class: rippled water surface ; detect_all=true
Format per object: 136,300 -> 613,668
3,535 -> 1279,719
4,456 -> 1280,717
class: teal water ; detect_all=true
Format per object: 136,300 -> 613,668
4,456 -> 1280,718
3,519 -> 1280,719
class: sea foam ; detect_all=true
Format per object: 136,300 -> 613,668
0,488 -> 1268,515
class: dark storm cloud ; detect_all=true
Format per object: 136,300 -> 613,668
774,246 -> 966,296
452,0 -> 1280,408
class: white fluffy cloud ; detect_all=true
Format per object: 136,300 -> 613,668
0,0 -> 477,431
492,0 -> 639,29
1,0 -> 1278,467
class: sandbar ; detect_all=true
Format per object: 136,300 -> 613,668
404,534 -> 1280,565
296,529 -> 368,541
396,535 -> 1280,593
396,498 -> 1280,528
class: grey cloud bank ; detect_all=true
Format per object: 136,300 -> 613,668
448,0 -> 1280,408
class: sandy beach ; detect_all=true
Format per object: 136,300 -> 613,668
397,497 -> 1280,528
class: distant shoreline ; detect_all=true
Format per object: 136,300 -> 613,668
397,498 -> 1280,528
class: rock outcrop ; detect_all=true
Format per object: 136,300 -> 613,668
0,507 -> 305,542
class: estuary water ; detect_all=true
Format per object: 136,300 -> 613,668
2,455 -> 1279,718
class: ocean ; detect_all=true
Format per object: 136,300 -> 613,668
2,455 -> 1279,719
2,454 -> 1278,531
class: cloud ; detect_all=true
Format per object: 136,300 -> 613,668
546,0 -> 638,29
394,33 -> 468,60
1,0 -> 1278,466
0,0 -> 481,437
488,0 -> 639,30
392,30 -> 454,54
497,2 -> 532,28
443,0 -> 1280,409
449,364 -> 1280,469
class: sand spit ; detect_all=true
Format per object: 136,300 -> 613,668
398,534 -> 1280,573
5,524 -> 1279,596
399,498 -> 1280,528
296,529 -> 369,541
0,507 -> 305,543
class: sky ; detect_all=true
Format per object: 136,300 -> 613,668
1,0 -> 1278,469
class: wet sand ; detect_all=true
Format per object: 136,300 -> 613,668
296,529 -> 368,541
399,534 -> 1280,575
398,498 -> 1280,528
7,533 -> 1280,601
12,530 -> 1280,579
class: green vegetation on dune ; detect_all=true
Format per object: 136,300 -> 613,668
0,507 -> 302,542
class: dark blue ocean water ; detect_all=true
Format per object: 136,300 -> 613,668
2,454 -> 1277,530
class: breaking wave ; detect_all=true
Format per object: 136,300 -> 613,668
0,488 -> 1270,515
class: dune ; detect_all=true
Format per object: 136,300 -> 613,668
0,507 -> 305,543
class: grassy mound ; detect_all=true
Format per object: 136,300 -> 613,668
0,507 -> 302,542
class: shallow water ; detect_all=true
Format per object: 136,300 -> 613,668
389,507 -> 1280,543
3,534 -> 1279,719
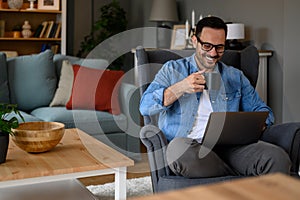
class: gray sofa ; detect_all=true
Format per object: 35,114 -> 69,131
0,50 -> 141,160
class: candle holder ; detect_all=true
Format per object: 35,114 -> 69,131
185,27 -> 195,49
27,0 -> 36,10
185,38 -> 193,49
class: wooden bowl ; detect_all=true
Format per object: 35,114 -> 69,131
11,122 -> 65,153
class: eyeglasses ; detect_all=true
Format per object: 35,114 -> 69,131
196,37 -> 225,53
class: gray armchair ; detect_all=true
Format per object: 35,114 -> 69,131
136,46 -> 300,193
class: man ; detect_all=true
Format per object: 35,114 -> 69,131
139,16 -> 291,178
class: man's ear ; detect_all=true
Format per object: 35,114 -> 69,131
191,35 -> 197,48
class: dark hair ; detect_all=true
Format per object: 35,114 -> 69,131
195,16 -> 227,38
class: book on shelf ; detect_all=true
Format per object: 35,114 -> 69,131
35,21 -> 60,39
49,22 -> 58,38
54,22 -> 61,38
33,24 -> 43,38
40,43 -> 60,54
39,21 -> 48,38
0,21 -> 4,38
50,44 -> 60,54
44,21 -> 54,38
40,43 -> 50,52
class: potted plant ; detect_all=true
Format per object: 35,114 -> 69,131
12,24 -> 22,38
0,103 -> 24,164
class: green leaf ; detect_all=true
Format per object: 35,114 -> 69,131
0,103 -> 24,135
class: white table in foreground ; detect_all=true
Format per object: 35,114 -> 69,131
0,128 -> 134,200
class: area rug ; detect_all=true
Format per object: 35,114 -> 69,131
87,176 -> 153,200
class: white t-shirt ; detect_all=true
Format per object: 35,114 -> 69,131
188,90 -> 213,143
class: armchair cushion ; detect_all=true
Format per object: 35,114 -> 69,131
157,175 -> 239,192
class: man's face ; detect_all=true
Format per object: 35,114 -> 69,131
192,27 -> 226,71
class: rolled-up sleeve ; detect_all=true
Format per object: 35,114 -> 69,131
139,62 -> 176,116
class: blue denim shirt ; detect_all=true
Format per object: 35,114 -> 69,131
139,54 -> 274,141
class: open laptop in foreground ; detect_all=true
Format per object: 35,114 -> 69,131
201,111 -> 269,147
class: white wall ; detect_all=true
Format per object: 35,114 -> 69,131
283,0 -> 300,122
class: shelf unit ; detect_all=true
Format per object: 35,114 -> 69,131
0,0 -> 66,55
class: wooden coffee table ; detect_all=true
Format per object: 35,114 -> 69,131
0,128 -> 134,200
130,173 -> 300,200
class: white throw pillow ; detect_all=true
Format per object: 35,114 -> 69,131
49,60 -> 74,107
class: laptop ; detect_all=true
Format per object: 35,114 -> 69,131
201,111 -> 269,147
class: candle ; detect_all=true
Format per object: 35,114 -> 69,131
192,10 -> 195,28
185,20 -> 189,39
199,14 -> 203,20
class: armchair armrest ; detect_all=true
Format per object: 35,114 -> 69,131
140,125 -> 172,192
261,122 -> 300,176
119,82 -> 141,157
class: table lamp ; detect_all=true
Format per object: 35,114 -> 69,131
226,23 -> 245,50
149,0 -> 179,28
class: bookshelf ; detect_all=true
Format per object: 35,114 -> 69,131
0,0 -> 66,55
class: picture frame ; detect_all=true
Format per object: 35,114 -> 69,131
38,0 -> 60,10
170,25 -> 189,50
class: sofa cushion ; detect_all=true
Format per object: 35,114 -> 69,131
6,110 -> 43,123
51,57 -> 110,107
7,50 -> 57,112
30,107 -> 127,134
72,59 -> 109,69
53,54 -> 82,77
50,60 -> 74,107
0,52 -> 9,103
66,65 -> 124,114
53,54 -> 109,77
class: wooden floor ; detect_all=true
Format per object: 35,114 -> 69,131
79,144 -> 150,186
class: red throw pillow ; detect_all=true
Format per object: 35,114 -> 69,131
66,65 -> 124,115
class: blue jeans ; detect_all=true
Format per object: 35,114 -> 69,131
166,138 -> 291,178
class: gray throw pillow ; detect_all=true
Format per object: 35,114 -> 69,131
7,50 -> 57,111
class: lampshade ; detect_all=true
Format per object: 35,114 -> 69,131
149,0 -> 179,22
226,23 -> 245,40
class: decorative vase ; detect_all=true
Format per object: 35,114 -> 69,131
7,0 -> 23,9
22,20 -> 32,38
0,131 -> 9,164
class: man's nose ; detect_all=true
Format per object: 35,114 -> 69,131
209,47 -> 218,56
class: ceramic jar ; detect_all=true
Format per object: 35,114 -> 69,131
7,0 -> 24,9
22,20 -> 32,38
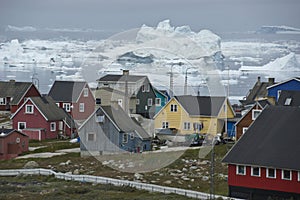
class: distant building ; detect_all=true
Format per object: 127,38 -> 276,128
223,106 -> 300,200
0,128 -> 29,160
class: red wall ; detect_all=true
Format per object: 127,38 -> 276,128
228,164 -> 300,194
0,131 -> 29,160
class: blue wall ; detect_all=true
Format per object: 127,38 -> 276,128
154,90 -> 168,114
227,121 -> 236,138
268,79 -> 300,100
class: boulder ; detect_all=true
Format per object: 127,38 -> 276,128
23,161 -> 39,169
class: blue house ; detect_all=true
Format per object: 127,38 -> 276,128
79,105 -> 151,156
267,77 -> 300,101
153,88 -> 168,115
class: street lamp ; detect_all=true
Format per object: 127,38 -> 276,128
184,67 -> 191,95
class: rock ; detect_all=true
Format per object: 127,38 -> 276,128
65,171 -> 72,175
190,166 -> 198,170
198,160 -> 209,165
181,176 -> 190,181
163,180 -> 172,184
134,173 -> 143,180
182,167 -> 188,172
73,169 -> 80,175
66,160 -> 72,165
202,176 -> 209,181
191,179 -> 194,182
23,161 -> 39,169
59,162 -> 66,166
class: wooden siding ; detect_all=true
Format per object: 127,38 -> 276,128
268,79 -> 300,100
0,131 -> 28,160
228,164 -> 300,195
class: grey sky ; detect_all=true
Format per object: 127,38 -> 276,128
0,0 -> 300,33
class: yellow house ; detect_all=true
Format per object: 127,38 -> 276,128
154,95 -> 235,136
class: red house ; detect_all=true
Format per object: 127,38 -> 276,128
0,80 -> 41,113
11,96 -> 75,140
0,128 -> 29,160
223,106 -> 300,200
48,80 -> 95,124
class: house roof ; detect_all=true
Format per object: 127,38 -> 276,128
277,90 -> 300,107
235,102 -> 263,126
0,129 -> 28,137
240,77 -> 276,106
0,81 -> 38,105
223,106 -> 300,171
266,77 -> 300,89
99,106 -> 151,140
97,74 -> 147,83
175,95 -> 226,117
48,80 -> 87,102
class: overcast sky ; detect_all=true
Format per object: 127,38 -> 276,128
1,0 -> 300,33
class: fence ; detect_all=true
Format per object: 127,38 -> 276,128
0,168 -> 240,200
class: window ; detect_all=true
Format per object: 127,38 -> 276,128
136,99 -> 140,105
170,104 -> 177,112
83,88 -> 89,97
63,103 -> 71,112
236,165 -> 246,175
251,166 -> 261,177
50,122 -> 56,131
284,98 -> 292,106
242,127 -> 248,134
148,98 -> 153,106
155,98 -> 161,106
298,171 -> 300,182
183,122 -> 191,130
18,122 -> 26,130
145,84 -> 150,92
56,103 -> 60,107
25,105 -> 34,114
266,168 -> 276,179
252,109 -> 261,120
282,170 -> 292,180
130,132 -> 134,139
0,97 -> 6,105
87,133 -> 96,141
277,90 -> 282,100
162,121 -> 169,129
141,85 -> 145,92
122,133 -> 128,143
96,115 -> 105,123
96,98 -> 101,105
79,103 -> 85,112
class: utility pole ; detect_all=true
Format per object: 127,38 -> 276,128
210,137 -> 215,200
123,69 -> 129,114
184,67 -> 191,95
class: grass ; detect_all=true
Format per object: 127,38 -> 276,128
0,175 -> 194,200
0,141 -> 234,198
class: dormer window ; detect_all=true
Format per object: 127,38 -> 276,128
25,105 -> 34,114
284,98 -> 292,106
83,88 -> 89,97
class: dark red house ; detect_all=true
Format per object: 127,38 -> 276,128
0,80 -> 41,113
223,106 -> 300,200
11,96 -> 75,140
48,80 -> 95,124
0,128 -> 29,160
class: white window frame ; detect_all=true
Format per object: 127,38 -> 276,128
130,132 -> 134,140
136,99 -> 140,105
236,165 -> 246,175
0,97 -> 6,105
251,166 -> 261,177
266,168 -> 276,179
79,103 -> 85,112
277,90 -> 282,100
183,122 -> 191,130
170,104 -> 177,112
25,105 -> 34,114
148,98 -> 153,106
63,103 -> 71,112
87,132 -> 96,142
252,109 -> 262,120
162,121 -> 169,129
282,169 -> 292,180
122,133 -> 128,143
18,122 -> 26,130
50,122 -> 56,131
242,127 -> 248,134
298,171 -> 300,182
56,103 -> 60,107
155,98 -> 161,106
284,98 -> 292,106
83,88 -> 89,97
141,85 -> 145,92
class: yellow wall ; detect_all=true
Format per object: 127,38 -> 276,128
217,99 -> 235,119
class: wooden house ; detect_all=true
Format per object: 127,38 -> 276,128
79,105 -> 151,156
0,128 -> 29,160
11,96 -> 75,140
0,80 -> 41,113
223,106 -> 300,200
154,95 -> 235,136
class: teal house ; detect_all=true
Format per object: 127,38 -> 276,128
153,88 -> 169,115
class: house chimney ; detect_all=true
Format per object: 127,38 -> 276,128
123,70 -> 129,76
268,78 -> 275,84
257,76 -> 261,83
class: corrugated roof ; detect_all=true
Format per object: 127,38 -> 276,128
97,74 -> 146,83
0,81 -> 36,105
223,106 -> 300,171
48,80 -> 86,102
99,106 -> 150,139
175,96 -> 226,117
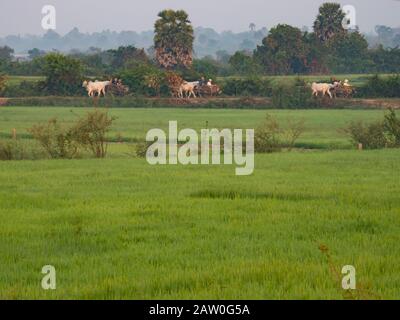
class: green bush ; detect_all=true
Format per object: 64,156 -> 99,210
221,77 -> 272,96
346,109 -> 400,149
29,118 -> 79,159
281,118 -> 306,150
346,121 -> 388,149
272,78 -> 321,109
0,139 -> 29,160
193,58 -> 219,80
254,115 -> 282,153
29,110 -> 115,159
119,64 -> 169,96
72,110 -> 115,158
383,108 -> 400,147
357,75 -> 400,98
255,114 -> 305,153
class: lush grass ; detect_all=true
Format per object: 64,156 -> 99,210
0,107 -> 390,149
0,150 -> 399,299
0,107 -> 399,299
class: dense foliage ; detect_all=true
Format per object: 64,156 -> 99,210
346,108 -> 400,149
29,110 -> 115,159
41,53 -> 83,95
357,75 -> 400,98
1,3 -> 400,99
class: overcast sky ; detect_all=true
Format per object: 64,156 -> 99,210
1,0 -> 399,36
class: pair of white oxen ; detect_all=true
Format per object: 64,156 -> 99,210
82,79 -> 346,99
311,80 -> 349,99
183,80 -> 347,99
82,80 -> 111,97
179,80 -> 214,98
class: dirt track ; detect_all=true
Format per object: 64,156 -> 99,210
350,99 -> 400,109
1,96 -> 400,109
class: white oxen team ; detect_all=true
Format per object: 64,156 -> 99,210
311,79 -> 350,99
178,78 -> 222,98
82,76 -> 353,100
82,77 -> 219,99
82,80 -> 111,97
311,82 -> 338,99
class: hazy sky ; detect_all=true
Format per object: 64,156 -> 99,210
1,0 -> 399,36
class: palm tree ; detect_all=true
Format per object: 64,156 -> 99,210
249,23 -> 256,32
313,3 -> 346,42
154,10 -> 194,69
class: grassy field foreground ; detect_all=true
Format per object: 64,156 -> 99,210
0,149 -> 399,299
0,107 -> 399,299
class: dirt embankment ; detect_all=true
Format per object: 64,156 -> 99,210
349,99 -> 400,109
1,96 -> 399,109
0,98 -> 9,106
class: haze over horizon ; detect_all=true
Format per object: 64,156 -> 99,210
1,0 -> 400,37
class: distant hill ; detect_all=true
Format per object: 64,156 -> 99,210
0,27 -> 268,58
1,25 -> 398,58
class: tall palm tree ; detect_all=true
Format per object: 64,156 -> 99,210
154,10 -> 194,69
313,3 -> 346,43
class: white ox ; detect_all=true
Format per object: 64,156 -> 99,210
82,80 -> 111,97
311,82 -> 340,99
179,81 -> 199,98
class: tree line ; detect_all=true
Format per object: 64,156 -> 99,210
1,3 -> 400,97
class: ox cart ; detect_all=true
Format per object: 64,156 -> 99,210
196,84 -> 222,97
107,83 -> 130,97
334,85 -> 356,98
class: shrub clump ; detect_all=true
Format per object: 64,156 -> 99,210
383,108 -> 400,147
0,139 -> 29,160
29,109 -> 115,159
357,75 -> 400,98
271,78 -> 323,109
346,121 -> 388,149
29,118 -> 78,159
72,110 -> 115,158
221,77 -> 272,97
255,114 -> 305,153
255,115 -> 282,153
346,108 -> 400,149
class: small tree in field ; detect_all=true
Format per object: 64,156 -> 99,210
154,9 -> 194,69
29,118 -> 79,159
72,110 -> 115,158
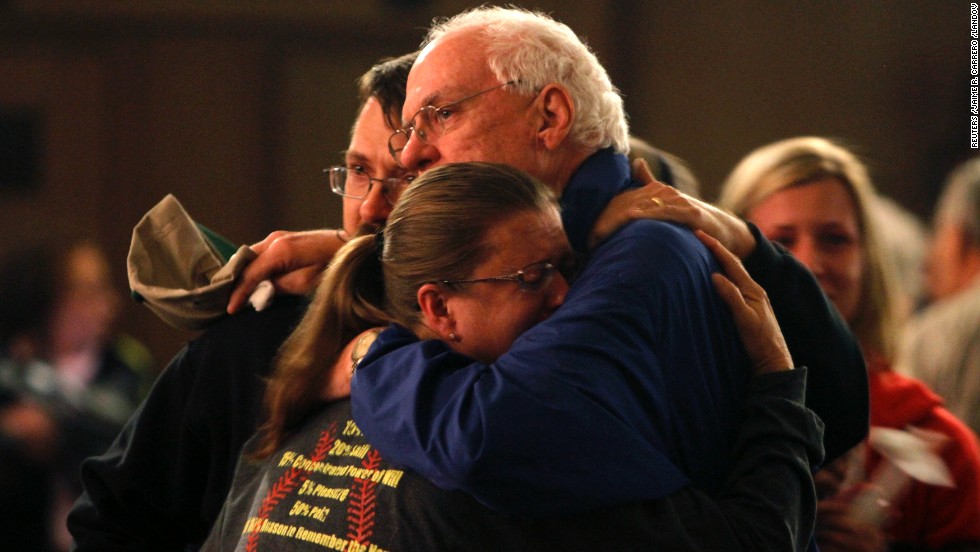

□ □ □ □ □

TASK PROMPT
Working through the listing above, count every line that holds "cushion" and answer with the count alone.

THE ANSWER
2